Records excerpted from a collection
------------------------------

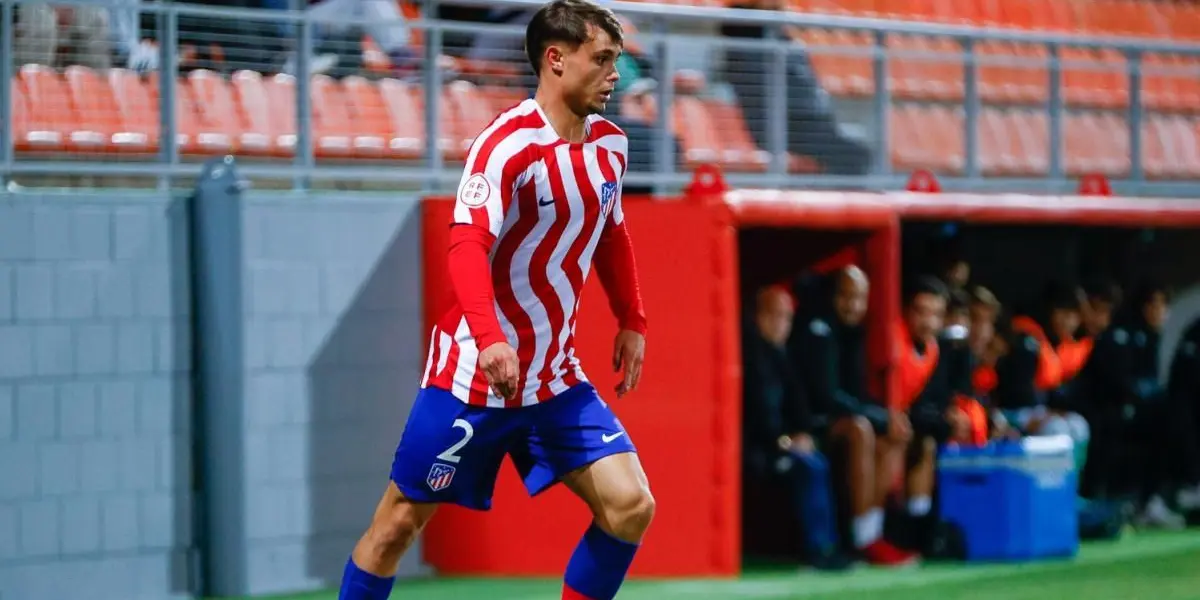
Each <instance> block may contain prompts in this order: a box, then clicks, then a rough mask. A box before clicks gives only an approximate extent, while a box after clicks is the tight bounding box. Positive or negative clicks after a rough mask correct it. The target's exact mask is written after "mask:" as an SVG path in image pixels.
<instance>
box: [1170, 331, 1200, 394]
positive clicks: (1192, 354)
mask: <svg viewBox="0 0 1200 600" xmlns="http://www.w3.org/2000/svg"><path fill="white" fill-rule="evenodd" d="M1166 386H1168V390H1169V391H1170V394H1171V397H1172V398H1175V400H1177V401H1183V402H1184V403H1188V404H1192V406H1193V407H1195V408H1198V409H1200V320H1198V322H1196V323H1194V324H1193V325H1192V326H1190V328H1188V330H1187V331H1184V332H1183V337H1182V338H1180V343H1178V346H1176V347H1175V356H1172V358H1171V372H1170V378H1169V379H1168V383H1166Z"/></svg>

------------------------------

DIRECTIONS: Determine how many lines in the entries above hold the string "instance", then report that number and nothing further.

WRITTEN RESPONSE: 2